- Artikel
Masa kecil hingga remaja, saya habiskan di Masigi, Kecamatan Parigi dan di Dolago, Kecamatan Parigi Selatan, Kabupaten Parigi Moutong, Sulawesi Tengah. Itu masa-masa penuh kenangan 35 tahun lalu. Dolago berjarak tidak kurang 100 kilometer dari Palu, Ibukota Provinsi Sulawesi
Saya bersekolah di tiga sekolah dasar. Kelas I saya di Sekolah Dasar Islam Alkhairaat di Loji, Parigi. Lalu, di Sekolah Dasar Inpres Dolago hingga kelas V lalu tamat di SD Negeri 1 Parigi.
Sebenarnya saya mau mengisahkan Binte, yang bagi orang di luar Sulawesi Tengah, Sulawesi Utara dan Gorontalo mengenalnya sebagai Sup Jagung. Di Gorontalo selain dikenal sebagai Binte Bilihuta juga disebut Milu Siram.
Almarhum ibu saya, Fauziah Ismail suka memasak binte. Jagung lokal atau dikenal sebagai jagung pulut jadi pilihannya. Dipipil, dicuci bersih, lalu direbus bersama tomat merah, suiran ikan tuna, garam dan penyedap rasa sampai matang.
Bila ingin disajikan, ditambah rica tumbuk. Rica adalah penyebutan orang Sulawesi Tengah pada Cabai Rawit. Ditambahkan pula irisan daun bawang merah. Diberi setengah sendok minyak kelapa kampung, kemudian perasan seiris jeruk nipis. Pencampuran bahan sesuai selera kita.
Saya yang suka makan Binte, selalu mencari warung binte yang juga menjual telur ayam atau telur bebek rebus. Itu lebih nikmat. Di tahun 1980-an, harga seporsi binte Rp50 – Rp100. Sekarang ada yang Rp10 ribu sampai Rp15 ribu.

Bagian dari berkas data
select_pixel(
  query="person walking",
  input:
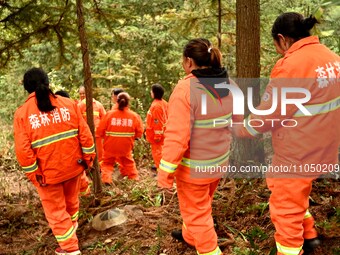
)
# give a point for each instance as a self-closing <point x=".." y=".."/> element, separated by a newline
<point x="195" y="141"/>
<point x="119" y="128"/>
<point x="98" y="114"/>
<point x="114" y="94"/>
<point x="85" y="189"/>
<point x="155" y="122"/>
<point x="313" y="138"/>
<point x="50" y="138"/>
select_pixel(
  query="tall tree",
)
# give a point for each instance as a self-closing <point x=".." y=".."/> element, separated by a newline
<point x="248" y="70"/>
<point x="88" y="88"/>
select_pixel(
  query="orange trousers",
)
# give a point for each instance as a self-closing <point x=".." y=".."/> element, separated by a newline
<point x="85" y="189"/>
<point x="288" y="205"/>
<point x="195" y="206"/>
<point x="61" y="207"/>
<point x="127" y="167"/>
<point x="156" y="150"/>
<point x="99" y="148"/>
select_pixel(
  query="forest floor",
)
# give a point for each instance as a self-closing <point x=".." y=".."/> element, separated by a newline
<point x="240" y="211"/>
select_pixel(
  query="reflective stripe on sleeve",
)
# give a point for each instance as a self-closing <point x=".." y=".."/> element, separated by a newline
<point x="167" y="166"/>
<point x="316" y="109"/>
<point x="54" y="138"/>
<point x="88" y="150"/>
<point x="120" y="134"/>
<point x="219" y="122"/>
<point x="30" y="169"/>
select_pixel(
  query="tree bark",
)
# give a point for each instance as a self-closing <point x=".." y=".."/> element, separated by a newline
<point x="219" y="33"/>
<point x="248" y="69"/>
<point x="88" y="89"/>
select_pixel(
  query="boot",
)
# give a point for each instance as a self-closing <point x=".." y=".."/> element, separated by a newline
<point x="309" y="245"/>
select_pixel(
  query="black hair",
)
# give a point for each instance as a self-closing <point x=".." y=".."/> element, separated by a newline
<point x="36" y="80"/>
<point x="62" y="93"/>
<point x="293" y="25"/>
<point x="116" y="91"/>
<point x="123" y="100"/>
<point x="158" y="91"/>
<point x="203" y="53"/>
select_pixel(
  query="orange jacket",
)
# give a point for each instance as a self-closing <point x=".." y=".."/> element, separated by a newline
<point x="119" y="130"/>
<point x="192" y="139"/>
<point x="316" y="138"/>
<point x="98" y="111"/>
<point x="156" y="120"/>
<point x="50" y="144"/>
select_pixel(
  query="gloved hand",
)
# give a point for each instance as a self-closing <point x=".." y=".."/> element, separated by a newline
<point x="165" y="179"/>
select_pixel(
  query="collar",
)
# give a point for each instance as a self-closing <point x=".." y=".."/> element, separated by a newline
<point x="301" y="43"/>
<point x="30" y="96"/>
<point x="190" y="75"/>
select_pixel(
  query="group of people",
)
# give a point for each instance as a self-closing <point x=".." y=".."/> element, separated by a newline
<point x="51" y="136"/>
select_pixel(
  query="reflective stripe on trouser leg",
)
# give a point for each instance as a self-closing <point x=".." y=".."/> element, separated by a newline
<point x="308" y="226"/>
<point x="53" y="199"/>
<point x="288" y="204"/>
<point x="283" y="250"/>
<point x="195" y="206"/>
<point x="107" y="169"/>
<point x="156" y="150"/>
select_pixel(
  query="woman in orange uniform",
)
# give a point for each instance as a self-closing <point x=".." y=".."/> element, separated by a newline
<point x="120" y="128"/>
<point x="98" y="114"/>
<point x="155" y="122"/>
<point x="197" y="142"/>
<point x="313" y="138"/>
<point x="51" y="137"/>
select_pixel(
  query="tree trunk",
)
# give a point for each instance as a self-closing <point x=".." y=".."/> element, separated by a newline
<point x="219" y="33"/>
<point x="88" y="89"/>
<point x="248" y="69"/>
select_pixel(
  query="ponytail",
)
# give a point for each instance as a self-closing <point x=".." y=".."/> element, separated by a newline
<point x="203" y="53"/>
<point x="293" y="25"/>
<point x="309" y="23"/>
<point x="36" y="80"/>
<point x="123" y="100"/>
<point x="215" y="58"/>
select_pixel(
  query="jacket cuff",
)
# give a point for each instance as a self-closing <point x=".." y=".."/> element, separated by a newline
<point x="165" y="179"/>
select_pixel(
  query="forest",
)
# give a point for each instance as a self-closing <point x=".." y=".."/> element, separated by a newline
<point x="132" y="44"/>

- Tugas
Lanjutkan artikel tentang binte di atas setelah kalimat terakhirnya.

- Jawaban Tertulis
Sejak saya sekolah di Palu pada 1990, saya suka mencari binte. Sayangnya, tak sesuai selera. Kenangan pada semangkok binte seperti yang saya makan di kampung halaman selalu menjadi pembanding.
Saya biasa makan binte di Biromaru, di Palu Barat dan di sekitar Pasar Masomba, tapi tak ada yang rasanya benar-benar kena di lidah. Barulah pada Rabu, 17 Juni 2020 saya kembali merasakan binte seperti di masa kecil saya itu.
Ceritanya, Rabu malam saya berselancar di Facebook. Ada Syarifah Latowa yang memosting menu yang dia makan di #dapubuji. Ada pula binte. Pemilik #dapurbuji adalah Mohammad Hamzah, salah seorang fotografer dengan segudang pengalaman dari Kantor Berita Nasional Antara dan istrinya. Istrinya adalah Fitri Pratami, ibu rumah tangga yang sejak menikah mulai merintis beragam usaha kuliner. Pasangan suami istri ini adalah sahabat saya sejak lama.
Singkat cerita, saya pun memesan binte dari #dapurbuji. Karena tak bisa keluar rumah lagi, Fitri yang akrab disapa Ii itu, menyarankan memakai jasa Gojek.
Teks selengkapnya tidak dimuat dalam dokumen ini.